■ **WORK INSTRUCTION**:
Everything from the line containing "Where can you spot the street" to the last line of the records must be returned verbatim; nothing else belongs in the output.

■ **DATA SHOWN**:
****

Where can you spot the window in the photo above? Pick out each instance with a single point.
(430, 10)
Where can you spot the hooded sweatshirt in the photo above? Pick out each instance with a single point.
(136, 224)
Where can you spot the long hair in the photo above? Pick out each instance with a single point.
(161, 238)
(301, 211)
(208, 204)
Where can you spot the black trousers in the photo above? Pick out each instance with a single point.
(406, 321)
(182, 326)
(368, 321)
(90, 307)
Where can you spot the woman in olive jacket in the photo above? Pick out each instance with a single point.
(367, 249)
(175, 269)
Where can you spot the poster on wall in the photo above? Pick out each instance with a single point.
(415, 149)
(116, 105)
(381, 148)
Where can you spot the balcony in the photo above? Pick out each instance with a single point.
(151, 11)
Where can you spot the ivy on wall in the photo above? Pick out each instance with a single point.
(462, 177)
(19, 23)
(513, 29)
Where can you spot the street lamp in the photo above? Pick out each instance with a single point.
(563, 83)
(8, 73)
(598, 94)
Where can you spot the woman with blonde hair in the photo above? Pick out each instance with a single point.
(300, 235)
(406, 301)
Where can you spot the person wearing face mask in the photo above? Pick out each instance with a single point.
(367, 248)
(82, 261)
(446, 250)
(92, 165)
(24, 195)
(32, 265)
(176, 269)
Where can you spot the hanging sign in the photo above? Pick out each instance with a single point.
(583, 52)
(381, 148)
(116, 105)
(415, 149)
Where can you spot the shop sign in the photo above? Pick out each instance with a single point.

****

■ **TASK SOLUTION**:
Where can you spot the street lamp in the photo above? Pick out each instance with a single point.
(563, 83)
(8, 73)
(598, 94)
Where can you spot the woman with blonde hair in the photo above? Pick out each instance with a single point.
(300, 235)
(406, 301)
Where can you spot the person wearing face mask in the photo above? Pick out each instance with a single point.
(367, 248)
(82, 261)
(446, 250)
(92, 165)
(24, 195)
(32, 265)
(176, 269)
Where can you spot the hanging sign in the photo above? Pick out each instance with a single point.
(583, 52)
(381, 148)
(116, 105)
(415, 149)
Where can you spot the shop sign in the photo above? Pick out each instance with a single point.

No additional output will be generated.